▶ _FRAGMENTO DEL DOCUMENTO_
Mientras los dioses encendían un gran fuego en un “horno divino”, cada uno de los dos héroes se retiró a la cúspide de una pirámide para consagrarse durante cuatro días al ascetismo y a la realización de ciertos ritos. Las ofrendas del primero eran fastuosas, las del segundo risibles. Pero mientras que el primero ofrecía falsas espinas de coral rojo, el segundo ofrecía verdaderas espinas entintadas con su propia sangre. Antes de la prueba final, cada uno se preparó según sus medios, el primero con pompa y el segundo miserablemente.
Luego, los dioses se formaron en dos filas, formando una especie de avenida que conducía al brasero divino. Cada candidato debía correr entre las dos filas y lanzarse a las llamas. Tecciztécatl lo intentó en vano en cuatro ocasiones, pero todas las veces le faltó valor. El pobre de Nanahuatzin, más valiente, se lanzó a la primera, ganando así la prueba. Su rival, azuzado por la vergüenza, lo siguió a las llamas, cuyo ardor había disminuido. Un águila y un jaguar se lanzaron tras él, de donde la costumbre de llamar a los guerreros valientes “águilas-jaguares”.
Vino entonces un largo momento durante el cual los dioses esperaban la primera aurora. Finalmente, el cielo comenzó a clarear por todas partes y los dioses se preguntaron en qué dirección saldría el sol. Quetzalcóatl, Tótec y los innumerables Mimixcoa, así como cuatro diosas fueron los pocos que adivinaron que saldría por el este.
Al fin, Nanauatzin, convertido en el sol, apareció resplandeciente. Pronto le siguió Tecciztécatl, convertido en la luna. Los dos astros brillaban casi lo mismo uno que el otro. Los dioses estaban tan sorprendidos que uno de ellos lanzó un conejo a la cara de la luna, que perdió así brillantez.

▶ _INFORMACIÓN PROPORCIONADA_

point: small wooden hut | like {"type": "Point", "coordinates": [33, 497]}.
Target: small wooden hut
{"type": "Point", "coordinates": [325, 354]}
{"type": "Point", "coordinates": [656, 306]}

▶ _TAREAS A REALIZAR_
a: Según el fragmento sobre el origen del sol y la luna, ¿cuántas veces intentó Tecciztécatl en vano lanzarse a las llamas?
b: Cita textualmente el pasaje del fragmento que empieza en "Luego, los dioses" y termina en "por el este.".
Para responder, basta con el fragmento y no hace falta ninguna otra fuente.

▶ _LISTA DE SOLUCIONES_
a: Cuatro veces.

b:
Luego, los dioses se formaron en dos filas, formando una especie de avenida que conducía al brasero divino. Cada candidato debía correr entre las dos filas y lanzarse a las llamas. Tecciztécatl lo intentó en vano en cuatro ocasiones, pero todas las veces le faltó valor. El pobre de Nanahuatzin, más valiente, se lanzó a la primera, ganando así la prueba. Su rival, azuzado por la vergüenza, lo siguió a las llamas, cuyo ardor había disminuido. Un águila y un jaguar se lanzaron tras él, de donde la costumbre de llamar a los guerreros valientes “águilas-jaguares”.
Vino entonces un largo momento durante el cual los dioses esperaban la primera aurora. Finalmente, el cielo comenzó a clarear por todas partes y los dioses se preguntaron en qué dirección saldría el sol. Quetzalcóatl, Tótec y los innumerables Mimixcoa, así como cuatro diosas fueron los pocos que adivinaron que saldría por el este.